▶ _Page excerpt_

━━━━━━

Flyers sign 1st-round pick who is rising (and scoring) at junior level originally appeared on NBC Sports Philadelphia
Just over a week ago, Tyson Foerster heard his name called by the Flyers in the first round of the 2020 NHL draft. Eight days later, the 18-year-old has his first contract.
The Flyers on Wednesday signed the 23rd overall pick to his three-year entry-level deal.
Foerster, a goal-seeking winger with a potent shot, amassed 80 points (36 goals, 44 assists) through 62 regular-season games for the OHL's Barrie Colts in 2019-20. He put up a six-point game (three goals, three assists), nine multi-goal performances and a pair of 13-game point streaks.
The 6-foot-2, 194-pound prospect should push to turn pro in 2021-22 but has two years left of junior eligibility and it would not be surprising to see the Flyers have him play out his final two seasons with Barrie.

━━━━━━

▶ _Given information_
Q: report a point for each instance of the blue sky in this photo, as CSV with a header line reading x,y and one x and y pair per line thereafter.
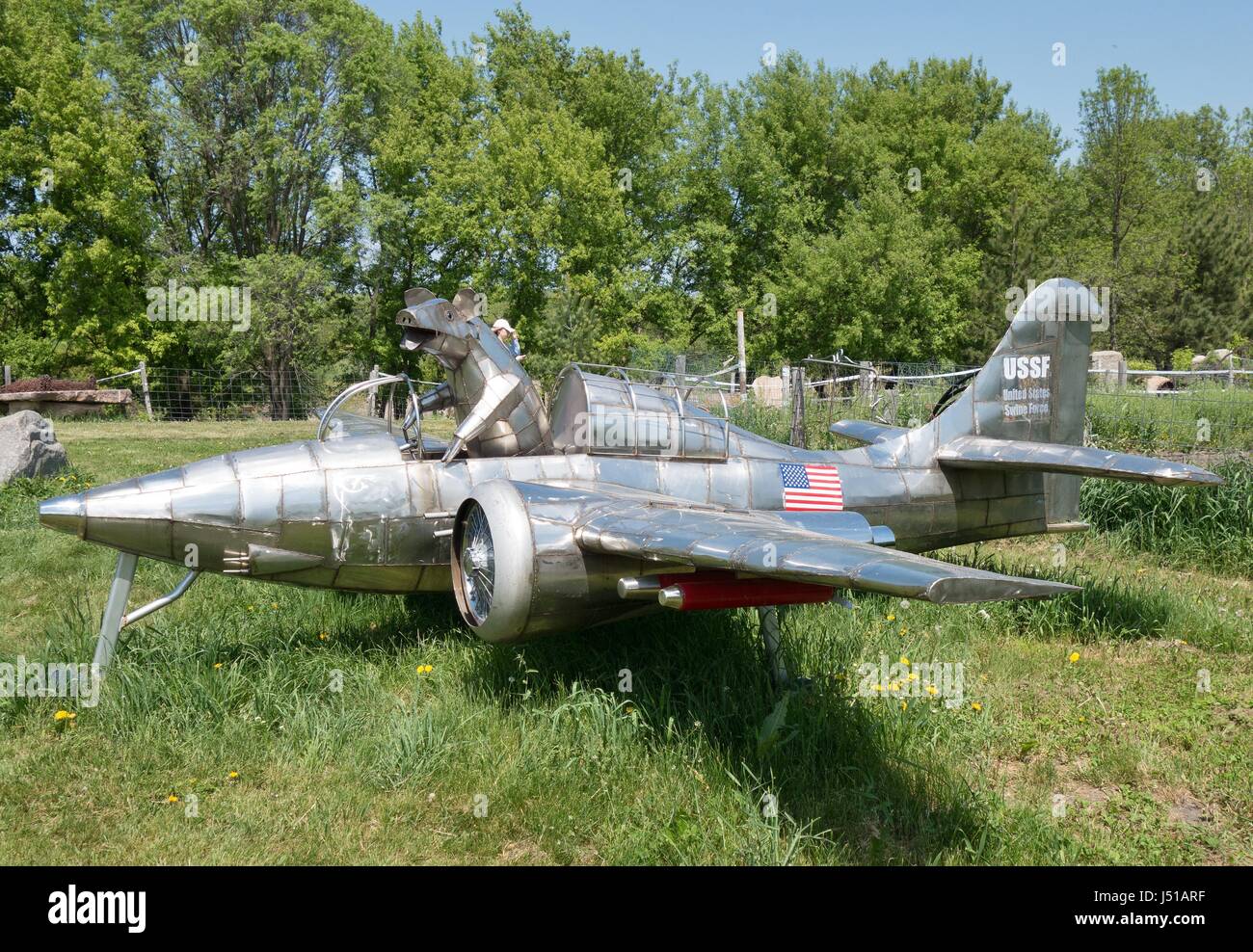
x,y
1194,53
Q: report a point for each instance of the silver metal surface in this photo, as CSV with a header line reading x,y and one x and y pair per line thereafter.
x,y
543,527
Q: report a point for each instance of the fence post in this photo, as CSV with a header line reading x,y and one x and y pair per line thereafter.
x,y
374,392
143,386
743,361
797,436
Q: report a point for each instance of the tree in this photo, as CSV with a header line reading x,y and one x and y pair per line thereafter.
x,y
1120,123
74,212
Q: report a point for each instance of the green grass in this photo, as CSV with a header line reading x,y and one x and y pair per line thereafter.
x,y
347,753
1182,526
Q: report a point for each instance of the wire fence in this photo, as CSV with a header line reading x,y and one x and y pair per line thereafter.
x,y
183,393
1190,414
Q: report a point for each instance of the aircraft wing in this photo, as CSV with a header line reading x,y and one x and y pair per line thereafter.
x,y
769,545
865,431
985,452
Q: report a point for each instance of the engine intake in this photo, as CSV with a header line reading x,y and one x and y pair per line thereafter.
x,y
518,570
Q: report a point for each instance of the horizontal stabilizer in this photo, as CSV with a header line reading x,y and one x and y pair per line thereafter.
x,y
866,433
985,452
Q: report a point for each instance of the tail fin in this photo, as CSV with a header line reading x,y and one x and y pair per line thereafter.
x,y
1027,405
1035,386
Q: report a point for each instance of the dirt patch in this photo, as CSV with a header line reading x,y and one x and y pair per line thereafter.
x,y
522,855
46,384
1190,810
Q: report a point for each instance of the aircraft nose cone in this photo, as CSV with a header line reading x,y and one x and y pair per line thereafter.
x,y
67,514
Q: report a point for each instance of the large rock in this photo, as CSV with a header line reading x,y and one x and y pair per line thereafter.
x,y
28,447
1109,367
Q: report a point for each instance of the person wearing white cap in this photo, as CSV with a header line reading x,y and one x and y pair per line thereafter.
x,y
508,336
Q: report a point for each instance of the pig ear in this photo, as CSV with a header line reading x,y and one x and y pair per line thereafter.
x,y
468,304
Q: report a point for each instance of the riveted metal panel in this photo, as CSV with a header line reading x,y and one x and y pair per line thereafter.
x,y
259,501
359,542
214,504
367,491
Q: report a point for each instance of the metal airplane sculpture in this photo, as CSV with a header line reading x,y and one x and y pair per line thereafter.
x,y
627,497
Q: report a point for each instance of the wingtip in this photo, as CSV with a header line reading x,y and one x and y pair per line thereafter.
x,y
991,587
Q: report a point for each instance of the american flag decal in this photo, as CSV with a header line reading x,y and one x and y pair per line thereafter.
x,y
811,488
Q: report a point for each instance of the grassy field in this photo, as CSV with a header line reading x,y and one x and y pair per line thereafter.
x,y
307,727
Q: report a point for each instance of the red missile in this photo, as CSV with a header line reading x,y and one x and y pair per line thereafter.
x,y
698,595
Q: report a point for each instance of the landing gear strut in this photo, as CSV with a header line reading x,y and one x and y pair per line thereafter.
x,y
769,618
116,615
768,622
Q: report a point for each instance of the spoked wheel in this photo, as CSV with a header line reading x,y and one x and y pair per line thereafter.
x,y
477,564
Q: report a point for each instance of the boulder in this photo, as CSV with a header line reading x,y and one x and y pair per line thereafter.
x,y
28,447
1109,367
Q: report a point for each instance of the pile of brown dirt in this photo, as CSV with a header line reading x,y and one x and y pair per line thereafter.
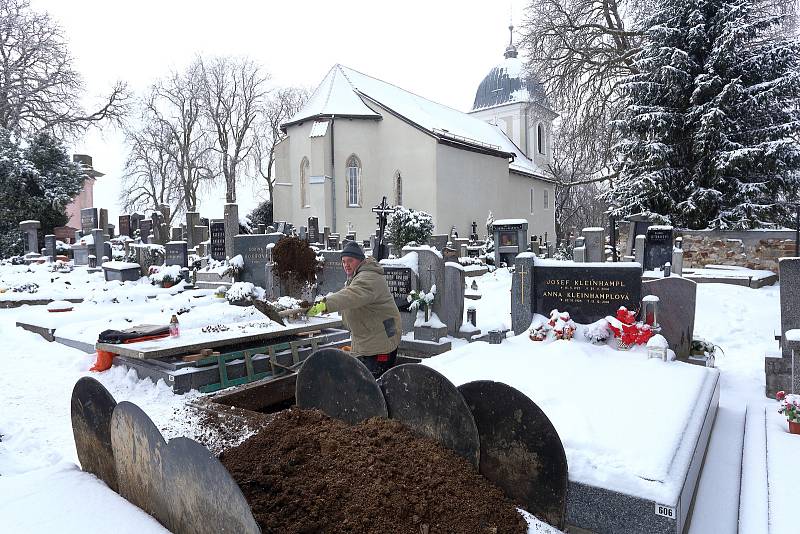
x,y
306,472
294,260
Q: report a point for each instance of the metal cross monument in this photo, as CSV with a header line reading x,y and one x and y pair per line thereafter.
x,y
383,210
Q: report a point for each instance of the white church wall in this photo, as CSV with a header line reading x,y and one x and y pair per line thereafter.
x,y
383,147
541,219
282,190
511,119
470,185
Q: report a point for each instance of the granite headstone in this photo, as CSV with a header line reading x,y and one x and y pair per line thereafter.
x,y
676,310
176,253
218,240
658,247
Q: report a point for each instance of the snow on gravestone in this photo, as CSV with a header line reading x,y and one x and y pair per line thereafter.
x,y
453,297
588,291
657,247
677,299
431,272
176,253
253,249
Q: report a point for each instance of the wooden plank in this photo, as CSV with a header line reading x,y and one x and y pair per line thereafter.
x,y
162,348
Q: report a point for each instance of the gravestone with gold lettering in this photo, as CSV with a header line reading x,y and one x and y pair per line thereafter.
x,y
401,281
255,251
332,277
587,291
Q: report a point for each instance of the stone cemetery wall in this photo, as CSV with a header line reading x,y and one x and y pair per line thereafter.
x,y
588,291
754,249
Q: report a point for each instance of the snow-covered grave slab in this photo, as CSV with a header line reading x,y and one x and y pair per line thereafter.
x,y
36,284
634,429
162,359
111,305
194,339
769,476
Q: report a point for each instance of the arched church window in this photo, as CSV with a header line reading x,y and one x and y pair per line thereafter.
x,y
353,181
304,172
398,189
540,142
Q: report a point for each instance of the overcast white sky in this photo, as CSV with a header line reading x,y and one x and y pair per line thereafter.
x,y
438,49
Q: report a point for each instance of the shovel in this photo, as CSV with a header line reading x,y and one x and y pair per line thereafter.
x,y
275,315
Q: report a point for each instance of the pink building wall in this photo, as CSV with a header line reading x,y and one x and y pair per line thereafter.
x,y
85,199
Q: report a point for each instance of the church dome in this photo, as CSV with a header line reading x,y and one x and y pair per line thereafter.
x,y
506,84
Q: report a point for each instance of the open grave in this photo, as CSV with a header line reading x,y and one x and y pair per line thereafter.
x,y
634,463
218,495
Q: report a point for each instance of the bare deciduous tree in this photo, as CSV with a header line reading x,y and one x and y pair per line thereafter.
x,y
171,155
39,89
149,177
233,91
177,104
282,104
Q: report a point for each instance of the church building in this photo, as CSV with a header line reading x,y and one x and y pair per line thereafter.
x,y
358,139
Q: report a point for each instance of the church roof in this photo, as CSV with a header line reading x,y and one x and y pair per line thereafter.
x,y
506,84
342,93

━━━━━━

Write the next part of the article on the Flyers signing Tyson Foerster, picking up after its final sentence. The rows have no connection to the article on the Flyers signing Tyson Foerster.

▶ _Exercise answer_
Foerster likes to emulate T.J. Oshie's game because of its completeness. Foerster developed into a first-round prospect with the help of Colts head coach and Hockey Hall of Famer Dale Hawerchuk, who died in August at 57 years old following a cancer battle.
"When we met with him, he expressed that a lot," Flyers general manager Chuck Fletcher said last week of Foerster's desire to grow into a complete player. "Playing under Dale Hawerchuk, Dale was very influential I think in Tyson’s career. Tyson obviously has a lot of offensive gifts — he can shoot the puck tremendously well, goal scorer, playmaker, great hockey sense, really good size. He’s got a lot of attributes, but Dale pushed him. Working on the skating and working on your play away from the puck, which is not unusual for a junior player.
"I think the good thing about Tyson, there's very good self-awareness of his strengths and the areas he needs to improve, and he’s worked very hard on those areas during the pause. We expect that he’ll continue to develop into a pretty good player."
Foerster will have to continue sharpening his skating stride, which has been deemed laborious by some scouting outlets.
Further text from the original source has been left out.